### What is being asked
Your response should contain each line of the data that includes "glove".

### Source data
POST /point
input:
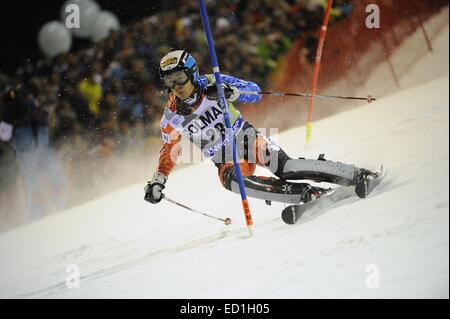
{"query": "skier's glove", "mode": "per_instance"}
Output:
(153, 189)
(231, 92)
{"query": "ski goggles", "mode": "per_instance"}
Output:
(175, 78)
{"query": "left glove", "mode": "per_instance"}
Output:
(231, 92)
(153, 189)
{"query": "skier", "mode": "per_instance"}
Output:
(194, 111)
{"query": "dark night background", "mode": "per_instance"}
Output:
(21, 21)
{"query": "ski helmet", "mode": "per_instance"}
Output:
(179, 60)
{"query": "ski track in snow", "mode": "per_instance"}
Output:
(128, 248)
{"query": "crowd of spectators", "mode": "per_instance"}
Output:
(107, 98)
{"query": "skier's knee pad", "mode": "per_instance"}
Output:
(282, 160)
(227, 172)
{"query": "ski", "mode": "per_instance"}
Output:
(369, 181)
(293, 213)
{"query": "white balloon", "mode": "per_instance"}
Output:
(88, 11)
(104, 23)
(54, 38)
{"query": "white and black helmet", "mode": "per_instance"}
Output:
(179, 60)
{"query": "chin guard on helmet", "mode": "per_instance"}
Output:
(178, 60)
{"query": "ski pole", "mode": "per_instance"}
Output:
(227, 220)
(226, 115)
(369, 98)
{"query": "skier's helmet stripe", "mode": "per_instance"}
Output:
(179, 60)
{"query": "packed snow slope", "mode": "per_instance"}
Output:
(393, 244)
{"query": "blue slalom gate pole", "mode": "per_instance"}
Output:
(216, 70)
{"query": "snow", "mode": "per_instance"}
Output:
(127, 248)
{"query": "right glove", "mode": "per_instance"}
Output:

* * *

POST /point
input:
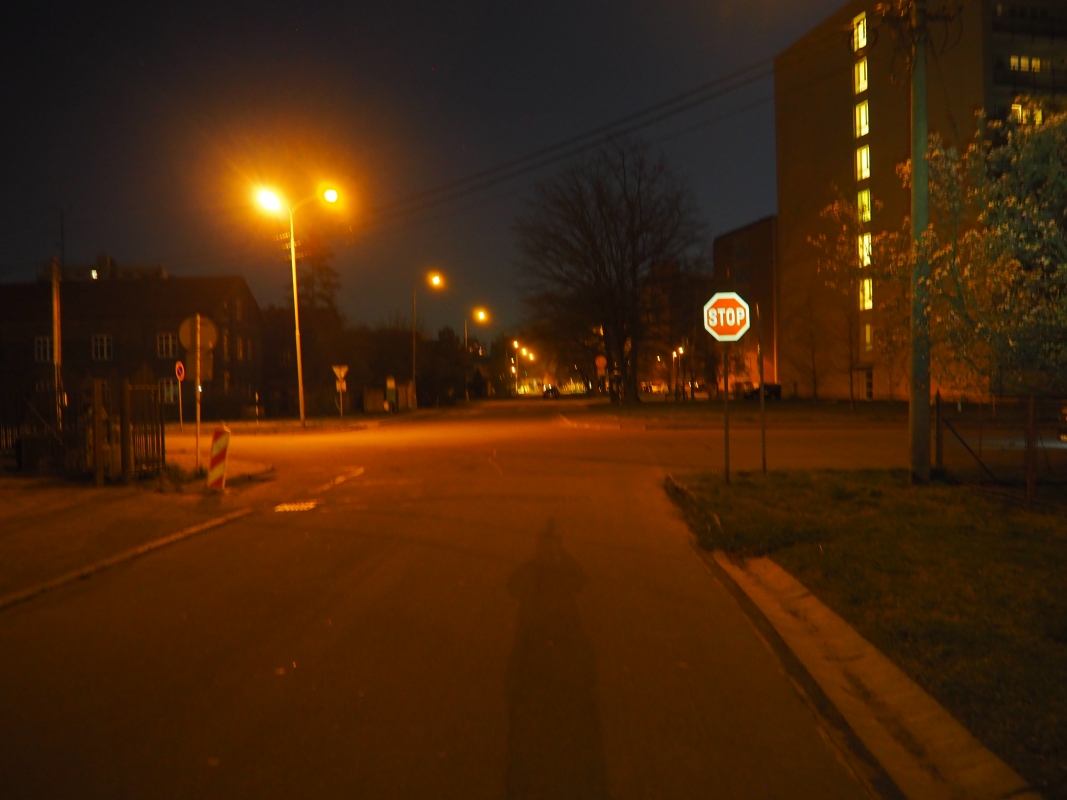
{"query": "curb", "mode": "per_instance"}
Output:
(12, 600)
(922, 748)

* * *

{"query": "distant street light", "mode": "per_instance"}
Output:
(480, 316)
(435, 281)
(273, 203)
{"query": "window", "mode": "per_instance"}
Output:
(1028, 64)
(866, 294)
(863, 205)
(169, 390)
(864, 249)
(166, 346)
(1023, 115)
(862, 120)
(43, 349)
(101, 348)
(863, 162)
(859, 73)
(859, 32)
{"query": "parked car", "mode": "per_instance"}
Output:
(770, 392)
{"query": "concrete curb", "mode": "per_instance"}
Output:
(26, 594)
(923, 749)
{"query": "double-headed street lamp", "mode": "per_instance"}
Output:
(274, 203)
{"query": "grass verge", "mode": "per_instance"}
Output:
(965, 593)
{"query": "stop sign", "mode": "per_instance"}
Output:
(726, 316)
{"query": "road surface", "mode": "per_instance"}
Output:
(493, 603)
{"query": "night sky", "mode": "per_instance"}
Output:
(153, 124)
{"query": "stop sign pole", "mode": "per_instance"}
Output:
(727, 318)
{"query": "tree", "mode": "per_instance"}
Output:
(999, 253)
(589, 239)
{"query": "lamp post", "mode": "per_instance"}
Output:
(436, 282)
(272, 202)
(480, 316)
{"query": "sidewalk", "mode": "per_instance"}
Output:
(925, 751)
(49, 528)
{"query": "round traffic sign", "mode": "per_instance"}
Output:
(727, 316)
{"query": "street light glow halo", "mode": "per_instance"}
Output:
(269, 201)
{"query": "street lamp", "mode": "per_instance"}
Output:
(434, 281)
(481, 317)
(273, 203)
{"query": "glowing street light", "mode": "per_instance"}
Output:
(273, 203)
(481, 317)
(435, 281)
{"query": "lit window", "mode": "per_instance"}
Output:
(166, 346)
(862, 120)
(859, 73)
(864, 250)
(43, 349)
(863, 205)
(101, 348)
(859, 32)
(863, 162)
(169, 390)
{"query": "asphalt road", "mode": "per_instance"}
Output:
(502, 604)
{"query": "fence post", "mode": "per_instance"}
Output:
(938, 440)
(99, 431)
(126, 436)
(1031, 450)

### Task response
{"query": "skier's glove", "mode": "per_instance"}
{"query": "left glove", "mode": "per_instance"}
{"query": "right glove", "mode": "per_instance"}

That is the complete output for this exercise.